** begin Passage to read **

It was used right behind were it's sitting and for years down in West Seneca .


----------



## Milwaukee (Dec 28, 2007)

Wow it sure big one I have see. I wish I could buy this then use for snowstorm in North Michigan.

Why don't you try buy that then use for big snowstorm.

I bet this could pull stump like this one.


----------



## JD Dave (Mar 20, 2007)

That things a beast. If I buy it it, will you drive it across the border for me, please Grandview.


----------



## grandview (Oct 9, 2005)

JD Dave;525434 said:


> That things a beast. If I buy it it, will you drive it across the border for me, please Grandview.


OK Then we don't have to worry about tolls going over the Peace Bridge to the Ballet!payup


----------



## JD Dave (Mar 20, 2007)

grandview;525458 said:


> OK Then we don't have to worry about tolls going over the Peace Bridge to the Ballet!payup


Fine, I'll buy at the ballet!!!


----------



## sk187 (Dec 7, 2006)

Wow, big - any idea on the price and push box size?


----------



## grandview (Oct 9, 2005)

The box size I think is 24ft.Not sure on price.


----------



## apik1 (Mar 25, 2007)

I stopped and checked that thing out last week


----------



## jkiser96 (Sep 19, 2006)

A guy I used to work for had an old Hough loader that had a 32' blade. They used it at shopping centers in Carmel. We always had to take the cab off & truck it & the blade to the mal & then drive the loader. It was an absolute horse moving snow.


----------



## KCB (Jan 22, 2006)

Looks like a real life TONKA toy, and about ten tonnes o' fun:salute:


----------



## scholzee (Nov 9, 2001)

** end Passage to read **
** begin Given information **

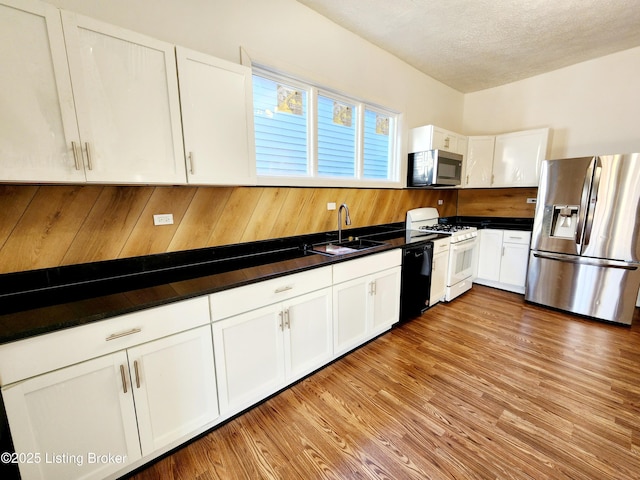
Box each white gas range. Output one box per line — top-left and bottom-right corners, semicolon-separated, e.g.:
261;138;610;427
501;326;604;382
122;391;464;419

** end Given information **

→ **Exercise prompt**
In the forum thread about the large snow loader, how long was the blade on the old Hough loader? Please answer in a few words.

→ **Task response**
32 feet